EXERCISE GOAL
Count the lines in the records below that contain the string "bank", matching case exactly, and give only the number.

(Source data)
☆ ☆ ☆

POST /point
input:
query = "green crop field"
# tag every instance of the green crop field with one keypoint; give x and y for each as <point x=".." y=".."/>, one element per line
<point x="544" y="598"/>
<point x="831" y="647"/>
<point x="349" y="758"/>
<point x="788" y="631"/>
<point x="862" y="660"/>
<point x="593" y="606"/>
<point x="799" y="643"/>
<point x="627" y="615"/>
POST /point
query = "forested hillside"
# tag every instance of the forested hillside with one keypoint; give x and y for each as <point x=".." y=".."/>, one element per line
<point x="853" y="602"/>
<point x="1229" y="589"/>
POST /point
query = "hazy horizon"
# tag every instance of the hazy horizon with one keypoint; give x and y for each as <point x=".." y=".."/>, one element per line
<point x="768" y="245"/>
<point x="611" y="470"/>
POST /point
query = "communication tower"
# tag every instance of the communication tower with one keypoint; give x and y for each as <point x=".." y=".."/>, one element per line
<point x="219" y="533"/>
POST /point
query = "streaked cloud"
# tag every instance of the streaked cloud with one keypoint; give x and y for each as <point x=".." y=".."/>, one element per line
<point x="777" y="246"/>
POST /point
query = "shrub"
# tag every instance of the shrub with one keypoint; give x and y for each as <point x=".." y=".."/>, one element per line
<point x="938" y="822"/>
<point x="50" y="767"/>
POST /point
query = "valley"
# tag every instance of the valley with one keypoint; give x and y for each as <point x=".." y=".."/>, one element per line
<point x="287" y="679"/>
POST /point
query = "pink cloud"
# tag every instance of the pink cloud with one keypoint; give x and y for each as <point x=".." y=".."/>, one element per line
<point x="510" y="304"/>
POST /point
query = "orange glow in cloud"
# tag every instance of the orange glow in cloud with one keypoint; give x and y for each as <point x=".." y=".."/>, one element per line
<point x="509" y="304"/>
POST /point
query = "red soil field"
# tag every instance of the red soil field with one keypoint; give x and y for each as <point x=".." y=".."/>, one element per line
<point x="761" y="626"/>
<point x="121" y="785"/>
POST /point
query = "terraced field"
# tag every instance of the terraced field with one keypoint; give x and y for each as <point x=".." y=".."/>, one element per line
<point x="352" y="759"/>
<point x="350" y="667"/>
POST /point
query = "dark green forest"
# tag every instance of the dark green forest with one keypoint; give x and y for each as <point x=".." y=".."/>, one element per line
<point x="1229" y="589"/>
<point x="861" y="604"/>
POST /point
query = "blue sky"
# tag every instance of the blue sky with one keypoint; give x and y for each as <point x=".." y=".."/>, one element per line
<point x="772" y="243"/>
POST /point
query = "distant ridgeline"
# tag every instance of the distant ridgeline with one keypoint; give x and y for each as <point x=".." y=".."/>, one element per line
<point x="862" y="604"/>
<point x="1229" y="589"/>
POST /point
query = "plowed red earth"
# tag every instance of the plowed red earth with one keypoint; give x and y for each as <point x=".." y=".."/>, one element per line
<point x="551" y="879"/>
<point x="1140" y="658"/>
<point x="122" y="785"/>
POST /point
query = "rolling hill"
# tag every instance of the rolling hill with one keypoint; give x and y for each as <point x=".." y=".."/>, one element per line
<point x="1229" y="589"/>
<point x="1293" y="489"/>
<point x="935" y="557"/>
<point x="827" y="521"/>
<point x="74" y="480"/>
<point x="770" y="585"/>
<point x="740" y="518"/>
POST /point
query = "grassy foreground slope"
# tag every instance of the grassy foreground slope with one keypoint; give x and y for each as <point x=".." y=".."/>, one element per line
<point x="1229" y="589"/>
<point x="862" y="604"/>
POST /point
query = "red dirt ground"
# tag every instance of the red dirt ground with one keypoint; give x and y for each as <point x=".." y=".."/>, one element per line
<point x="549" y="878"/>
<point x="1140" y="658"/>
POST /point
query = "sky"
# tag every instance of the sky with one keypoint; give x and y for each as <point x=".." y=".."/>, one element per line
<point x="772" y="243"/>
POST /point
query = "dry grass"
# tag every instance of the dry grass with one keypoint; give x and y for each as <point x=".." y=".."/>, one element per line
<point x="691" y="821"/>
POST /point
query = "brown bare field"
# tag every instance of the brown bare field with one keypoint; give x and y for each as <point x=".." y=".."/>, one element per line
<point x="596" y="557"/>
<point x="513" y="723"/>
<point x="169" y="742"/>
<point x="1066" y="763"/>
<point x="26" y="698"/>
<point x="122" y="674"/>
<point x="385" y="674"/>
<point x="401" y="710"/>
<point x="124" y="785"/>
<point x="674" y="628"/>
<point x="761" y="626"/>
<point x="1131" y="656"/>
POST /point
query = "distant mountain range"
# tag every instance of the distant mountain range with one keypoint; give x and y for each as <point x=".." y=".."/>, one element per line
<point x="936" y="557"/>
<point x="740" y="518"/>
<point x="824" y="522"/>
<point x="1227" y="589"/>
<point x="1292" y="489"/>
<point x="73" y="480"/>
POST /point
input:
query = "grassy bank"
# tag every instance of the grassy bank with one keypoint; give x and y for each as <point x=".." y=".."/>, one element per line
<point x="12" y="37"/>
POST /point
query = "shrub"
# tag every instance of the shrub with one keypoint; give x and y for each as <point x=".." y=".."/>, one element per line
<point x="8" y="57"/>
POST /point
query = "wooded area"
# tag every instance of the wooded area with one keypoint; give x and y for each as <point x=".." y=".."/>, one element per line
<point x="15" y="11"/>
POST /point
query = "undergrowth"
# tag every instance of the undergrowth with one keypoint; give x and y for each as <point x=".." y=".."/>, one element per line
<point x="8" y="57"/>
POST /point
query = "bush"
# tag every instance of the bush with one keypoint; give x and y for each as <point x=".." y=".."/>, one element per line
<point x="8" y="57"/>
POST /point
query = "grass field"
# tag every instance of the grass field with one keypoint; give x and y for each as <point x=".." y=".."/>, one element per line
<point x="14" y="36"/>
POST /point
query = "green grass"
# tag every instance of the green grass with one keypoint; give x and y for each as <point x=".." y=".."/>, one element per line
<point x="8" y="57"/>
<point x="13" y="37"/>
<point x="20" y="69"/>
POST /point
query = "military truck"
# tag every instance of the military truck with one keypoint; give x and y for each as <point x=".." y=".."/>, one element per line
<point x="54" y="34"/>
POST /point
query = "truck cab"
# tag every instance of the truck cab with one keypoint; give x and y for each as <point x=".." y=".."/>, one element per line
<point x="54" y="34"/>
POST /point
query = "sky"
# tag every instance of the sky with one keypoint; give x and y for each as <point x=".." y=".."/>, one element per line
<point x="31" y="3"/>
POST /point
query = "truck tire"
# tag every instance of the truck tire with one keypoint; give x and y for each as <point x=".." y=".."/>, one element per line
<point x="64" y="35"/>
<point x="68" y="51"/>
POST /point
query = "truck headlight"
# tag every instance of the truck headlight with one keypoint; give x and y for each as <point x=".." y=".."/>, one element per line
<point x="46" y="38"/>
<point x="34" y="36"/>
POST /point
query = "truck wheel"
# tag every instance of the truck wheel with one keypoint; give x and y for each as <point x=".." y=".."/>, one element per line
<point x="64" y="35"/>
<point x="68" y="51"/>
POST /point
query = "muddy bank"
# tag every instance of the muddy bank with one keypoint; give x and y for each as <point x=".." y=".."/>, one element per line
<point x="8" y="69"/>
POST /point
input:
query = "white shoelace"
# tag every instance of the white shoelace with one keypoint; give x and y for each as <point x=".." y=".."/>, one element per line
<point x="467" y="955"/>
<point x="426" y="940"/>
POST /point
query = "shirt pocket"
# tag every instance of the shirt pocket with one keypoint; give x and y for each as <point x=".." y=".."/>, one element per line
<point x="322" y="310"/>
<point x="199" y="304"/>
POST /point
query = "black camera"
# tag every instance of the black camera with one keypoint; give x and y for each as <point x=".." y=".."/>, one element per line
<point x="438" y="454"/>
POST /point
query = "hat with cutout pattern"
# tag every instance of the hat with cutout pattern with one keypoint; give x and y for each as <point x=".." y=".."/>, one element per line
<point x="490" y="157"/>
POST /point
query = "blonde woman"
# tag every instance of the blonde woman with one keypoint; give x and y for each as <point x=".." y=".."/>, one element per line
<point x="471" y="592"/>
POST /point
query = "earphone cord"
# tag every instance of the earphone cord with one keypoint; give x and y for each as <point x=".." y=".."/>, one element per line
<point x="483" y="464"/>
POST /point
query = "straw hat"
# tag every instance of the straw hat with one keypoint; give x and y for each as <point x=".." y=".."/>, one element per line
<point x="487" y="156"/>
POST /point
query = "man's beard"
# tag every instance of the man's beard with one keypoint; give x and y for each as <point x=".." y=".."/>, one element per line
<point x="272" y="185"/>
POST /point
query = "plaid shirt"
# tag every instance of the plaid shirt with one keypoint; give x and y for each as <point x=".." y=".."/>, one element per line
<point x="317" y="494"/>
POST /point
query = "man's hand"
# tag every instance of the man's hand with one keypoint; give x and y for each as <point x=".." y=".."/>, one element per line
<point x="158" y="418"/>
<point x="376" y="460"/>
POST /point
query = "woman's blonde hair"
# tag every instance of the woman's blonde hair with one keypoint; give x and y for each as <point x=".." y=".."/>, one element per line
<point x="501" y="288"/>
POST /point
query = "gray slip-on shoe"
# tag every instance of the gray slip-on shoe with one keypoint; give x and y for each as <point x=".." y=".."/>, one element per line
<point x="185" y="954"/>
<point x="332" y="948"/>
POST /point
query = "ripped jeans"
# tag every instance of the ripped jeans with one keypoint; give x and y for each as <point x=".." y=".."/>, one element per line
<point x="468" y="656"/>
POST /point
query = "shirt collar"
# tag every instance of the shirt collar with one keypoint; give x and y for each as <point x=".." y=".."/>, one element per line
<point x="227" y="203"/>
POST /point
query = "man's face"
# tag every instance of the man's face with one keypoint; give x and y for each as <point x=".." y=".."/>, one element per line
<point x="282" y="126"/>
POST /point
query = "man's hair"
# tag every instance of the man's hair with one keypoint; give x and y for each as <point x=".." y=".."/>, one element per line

☆ ☆ ☆

EXERCISE RESPONSE
4